--- Source data Enclosed Below ---

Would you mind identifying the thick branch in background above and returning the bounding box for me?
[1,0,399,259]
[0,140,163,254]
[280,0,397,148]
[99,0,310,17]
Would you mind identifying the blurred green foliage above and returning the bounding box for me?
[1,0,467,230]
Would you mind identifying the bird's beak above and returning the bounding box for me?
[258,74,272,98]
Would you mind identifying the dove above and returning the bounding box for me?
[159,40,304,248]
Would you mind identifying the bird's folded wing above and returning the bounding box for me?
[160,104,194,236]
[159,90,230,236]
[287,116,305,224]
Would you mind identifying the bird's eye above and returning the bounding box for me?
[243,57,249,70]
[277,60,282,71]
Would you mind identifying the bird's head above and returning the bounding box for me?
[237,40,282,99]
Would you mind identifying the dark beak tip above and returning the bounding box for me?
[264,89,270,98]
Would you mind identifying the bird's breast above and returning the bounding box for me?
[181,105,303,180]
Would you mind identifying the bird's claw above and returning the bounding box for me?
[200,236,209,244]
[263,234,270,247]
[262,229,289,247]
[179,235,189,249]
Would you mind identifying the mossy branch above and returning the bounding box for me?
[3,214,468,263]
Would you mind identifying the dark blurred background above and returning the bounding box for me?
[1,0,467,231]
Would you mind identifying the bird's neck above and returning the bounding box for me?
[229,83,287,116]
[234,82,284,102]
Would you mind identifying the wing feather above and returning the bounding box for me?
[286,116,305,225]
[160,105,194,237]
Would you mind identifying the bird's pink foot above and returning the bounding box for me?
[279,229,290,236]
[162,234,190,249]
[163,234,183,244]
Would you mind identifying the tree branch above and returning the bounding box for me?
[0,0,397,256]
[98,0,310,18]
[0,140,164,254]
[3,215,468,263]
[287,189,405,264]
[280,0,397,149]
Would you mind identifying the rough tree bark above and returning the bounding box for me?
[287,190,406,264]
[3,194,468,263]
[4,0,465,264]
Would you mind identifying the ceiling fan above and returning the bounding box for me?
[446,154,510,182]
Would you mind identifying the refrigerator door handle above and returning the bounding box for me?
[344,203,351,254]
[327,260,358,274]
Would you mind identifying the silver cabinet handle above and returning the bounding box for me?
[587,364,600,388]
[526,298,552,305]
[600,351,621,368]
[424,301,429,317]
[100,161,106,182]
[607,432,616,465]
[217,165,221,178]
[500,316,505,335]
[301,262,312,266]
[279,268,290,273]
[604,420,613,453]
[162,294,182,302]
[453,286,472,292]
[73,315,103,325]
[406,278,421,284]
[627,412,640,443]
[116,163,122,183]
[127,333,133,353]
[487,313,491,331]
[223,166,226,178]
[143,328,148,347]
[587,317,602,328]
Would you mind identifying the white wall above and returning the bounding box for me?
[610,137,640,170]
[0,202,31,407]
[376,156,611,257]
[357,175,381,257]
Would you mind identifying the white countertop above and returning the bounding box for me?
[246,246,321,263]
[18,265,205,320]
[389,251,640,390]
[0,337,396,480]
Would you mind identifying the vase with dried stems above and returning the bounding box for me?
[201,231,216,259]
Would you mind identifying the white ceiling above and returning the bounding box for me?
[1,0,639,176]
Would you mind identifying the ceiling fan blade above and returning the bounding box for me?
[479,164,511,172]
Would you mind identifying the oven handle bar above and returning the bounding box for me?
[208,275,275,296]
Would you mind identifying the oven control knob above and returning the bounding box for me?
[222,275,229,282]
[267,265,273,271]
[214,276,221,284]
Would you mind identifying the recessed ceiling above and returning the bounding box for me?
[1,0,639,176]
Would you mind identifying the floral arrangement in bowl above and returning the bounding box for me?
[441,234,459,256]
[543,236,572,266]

--- End of Enclosed Source data ---

◆ Exercise: Your answer should be the lines from the one containing "Would you mind identifying the oven control" to the end of the entries above, restated exactly and alone.

◆ Written reply:
Would you mind identifying the oven control knob above and returning the bounding box for me?
[222,275,229,282]
[267,265,273,271]
[214,276,221,284]
Would you mind identifying the recessed ceiling above and returning the bounding box for me?
[1,0,639,176]
Would you mind identifying the floral arrangement in bowl above and returning the bounding box for me?
[441,234,459,256]
[543,236,572,266]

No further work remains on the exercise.